EXERCISE DIRECTIONS
Revise the listing below so that each occurrence of "green" becomes "olive", and keep every other line the same.

INPUT FOR THIS TASK
########################################

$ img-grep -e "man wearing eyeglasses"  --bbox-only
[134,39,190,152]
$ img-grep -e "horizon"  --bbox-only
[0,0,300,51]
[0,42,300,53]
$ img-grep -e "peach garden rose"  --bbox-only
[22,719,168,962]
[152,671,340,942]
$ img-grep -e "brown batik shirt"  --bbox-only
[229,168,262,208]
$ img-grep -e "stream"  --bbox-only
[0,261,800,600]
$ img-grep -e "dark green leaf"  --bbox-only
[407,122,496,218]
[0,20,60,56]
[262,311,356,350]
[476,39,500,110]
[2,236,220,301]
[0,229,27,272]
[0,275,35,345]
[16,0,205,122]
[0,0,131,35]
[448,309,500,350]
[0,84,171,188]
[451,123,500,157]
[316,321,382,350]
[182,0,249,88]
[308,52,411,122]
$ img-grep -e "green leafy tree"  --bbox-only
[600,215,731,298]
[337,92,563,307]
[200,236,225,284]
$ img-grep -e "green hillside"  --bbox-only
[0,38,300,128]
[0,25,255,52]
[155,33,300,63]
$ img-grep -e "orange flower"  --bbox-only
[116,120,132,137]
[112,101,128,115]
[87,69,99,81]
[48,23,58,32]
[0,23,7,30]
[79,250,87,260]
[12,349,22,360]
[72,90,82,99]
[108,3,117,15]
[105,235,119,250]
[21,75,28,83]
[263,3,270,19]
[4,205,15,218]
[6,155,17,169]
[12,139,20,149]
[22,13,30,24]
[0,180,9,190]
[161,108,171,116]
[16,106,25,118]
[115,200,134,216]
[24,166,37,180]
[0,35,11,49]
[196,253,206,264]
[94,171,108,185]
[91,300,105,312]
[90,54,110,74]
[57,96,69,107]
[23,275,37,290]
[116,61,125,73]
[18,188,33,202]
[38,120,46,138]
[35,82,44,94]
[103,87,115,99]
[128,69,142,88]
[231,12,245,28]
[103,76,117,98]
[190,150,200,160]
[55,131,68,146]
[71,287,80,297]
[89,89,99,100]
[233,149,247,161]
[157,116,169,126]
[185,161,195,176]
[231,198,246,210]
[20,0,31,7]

########################################

RESPONSE TO THE EXERCISE
$ img-grep -e "man wearing eyeglasses"  --bbox-only
[134,39,190,152]
$ img-grep -e "horizon"  --bbox-only
[0,0,300,51]
[0,42,300,53]
$ img-grep -e "peach garden rose"  --bbox-only
[22,719,168,962]
[152,671,340,942]
$ img-grep -e "brown batik shirt"  --bbox-only
[229,168,262,208]
$ img-grep -e "stream"  --bbox-only
[0,261,800,600]
$ img-grep -e "dark olive leaf"  --bbox-only
[407,122,496,218]
[0,20,60,56]
[262,311,356,350]
[476,39,500,110]
[2,236,220,301]
[0,229,27,272]
[0,275,35,345]
[16,0,205,122]
[0,0,131,35]
[448,309,500,350]
[0,84,171,188]
[451,123,500,157]
[316,321,382,350]
[182,0,249,88]
[308,52,411,122]
$ img-grep -e "olive leafy tree"  --bbox-only
[600,215,731,298]
[337,92,563,307]
[200,236,225,284]
$ img-grep -e "olive hillside"  --bbox-only
[0,38,300,128]
[0,25,255,52]
[155,33,300,63]
$ img-grep -e "orange flower"  --bbox-only
[116,120,132,137]
[112,101,128,115]
[87,69,99,81]
[48,23,58,32]
[0,23,7,30]
[79,250,87,260]
[12,349,22,360]
[72,90,82,99]
[108,3,117,15]
[105,235,119,250]
[21,75,28,83]
[263,3,270,19]
[4,205,15,218]
[6,155,17,169]
[12,139,20,149]
[22,13,30,24]
[0,180,9,190]
[161,108,171,116]
[16,106,25,118]
[115,200,134,216]
[24,166,37,180]
[0,35,11,49]
[196,253,206,264]
[94,171,108,185]
[91,300,105,312]
[90,54,110,74]
[57,96,69,107]
[23,275,37,290]
[116,61,125,73]
[18,188,33,202]
[38,120,46,138]
[35,82,44,94]
[103,87,115,99]
[128,69,142,88]
[231,12,245,28]
[103,76,117,98]
[190,150,200,160]
[55,131,68,146]
[71,287,80,297]
[89,89,99,100]
[233,149,247,161]
[157,116,169,126]
[185,161,195,176]
[231,198,246,210]
[20,0,31,7]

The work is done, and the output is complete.